##### Document segment #####

AKW20 v Minister for Immigration and Citizenship
[2025] FedCFamC2G 1462
•5 September 2025
FEDERAL CIRCUIT AND FAMILY COURT OF AUSTRALIA
(DIVISION 2)
AKW20 v Minister for Immigration and Citizenship [2025] FedCFamC2G 1462
File number(s): SYG 210 of 2020 Judgment of: JUDGE CLEARY Date of judgment: 5 September 2025 Catchwords: MIGRATION – judicial review – decision of Administrative Appeals Tribunal refusing to grant protection visa – whether Tribunal failed to provide applicant with opportunity to provide evidence – whether Tribunal breached s 426(3) of the Act - no jurisdictional error established – application dismissed. Legislation: Migration Act 1958 (Cth) Cases cited: BSQ17 v Minister for Immigration and Citizenship [2025] FCA 943
Djokovic v Minister for Immigration, Citizenship, Migrant Services and Multicultural Affairs (2022) 289 FCR 21
LPDTvMinister for Immigration, Citizenship, Migrant Services and Multicultural Affairs (2024) 98 ALJR 610
Minister for Immigration & Border Protection v SZMTA (2019) 264 CLR 421
MZAIB v Minister for Immigration & Border Protection [2015] FCA 1392
Plaintiff S157/2002 v Commonwealth (2003) 211 CLR 476
SZBEL v Minister for Immigration and Multicultural and Indigenous Affairs (2006) 228 CLR 152
SZRUR v Minister for Immigration and Border Protection [2013] FCAFC 146; (2013) 216 FCR 445
Division: Division 2 General Federal Law Number of paragraphs: 58 Date of hearing: 28 August 2025 Place: Parramatta Applicant: In Person Solicitor for the Respondents: Mr C. Wang of Clayton Utz ORDERS
SYG 210 of 2020 FEDERAL CIRCUIT AND FAMILY COURT OF AUSTRALIA (DIVISION 2)
BETWEEN: AKW20
Applicant
AND: MINISTER FOR IMMIGRATION AND CITIZENSHIP
First Respondent
ADMINISTRATIVE REVIEW TRIBUNAL
Second Respondent
ORDER MADE BY:
JUDGE CLEARY
DATE OF ORDER:
5 SEPTEMBER 2025
THE COURT ORDERS THAT:
1.The application is dismissed.
2.The applicant pay the first respondent’s costs fixed in the amount of $8,371.30.
Note: The form of the order is subject to the entry in the Court’s records.
Note: The Court may vary or set aside a judgment or order to remedy minor typographic, clerical or grammatical errors (r 24.04(2)(g) Federal Circuit and Family Court of Australia (Division 2) (General Federal Law) Rules 2025 (Cth) (Rules), or to record a variation to the order pursuant to r 24.04(h) of the Rules.
REASONS FOR JUDGMENT
JUDGE CLEARY
INTRODUCTION
In this matter the applicant is challenging a migration decision under s 476 of the Migration Act 1958 (Cth) (Act). The applicant seeks constitutional writ relief against the respondents in respect of a decision of the Administrative Appeals Tribunal (Tribunal) dated 8 January 2020 which affirmed an earlier decision of a delegate of the first respondent (delegate) not to grant the first applicant a Protection (Class XA) (Subclass 866) visa (protection visa) under s 65 of the Act.
BACKGROUND
On 23 August 2008, the applicant, a citizen of India, first arrived in Australia as the holder of a student visa. The applicant applied for and was granted an extension to his student visa on 24 March 2010 that was valid until 26 December 2010.
Between 26 December 2010 and 9 May 2016, the applicant resided unlawfully in Australia.
On 9 May 2016, the applicant lodged an application for a protection visa on the basis that he would be harmed or killed by family members of the woman with whom he had a claimed relationship.

##### Source material #####

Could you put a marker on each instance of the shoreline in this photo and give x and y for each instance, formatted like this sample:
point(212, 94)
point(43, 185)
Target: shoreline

#####

Continue the court judgment about the protection visa decision, starting after its last sentence.

On 16 August 2016, a delegate of the First Respondent refused to grant the visa on the basis that it was not satisfied that the applicant met the definition of a refugee or if the applicant were to return to India that he faced a real risk of suffering significant harm.
On 30 August 2016, the applicant lodged an application for review of the delegate’s decision with the Tribunal.
On 7 November 2019, the Tribunal invited the applicant to appear at a hearing on 18 December 2019 to give evidence and present arguments.
On 11 December 2019, the applicant provided submissions, supporting references, a summary of claims and country information to the Tribunal.
On 18 December 2019, the applicant (and his representative) appeared before the Tribunal.
Following the hearing, the applicant provided further documents comprising a letter from the claimed girlfriend, emails between the applicant and the claimed girlfriend for the period of 5 June 2008 to 29 October 2014, a letter from the applicant’s housemate detailing his knowledge of the applicant’s relationship and threats made towards the applicant, and telephone records between 23 June 2019 and 25 October 2019.
On 8 January 2020, the Tribunal affirmed the decision under review not to grant the applicant a protection visa.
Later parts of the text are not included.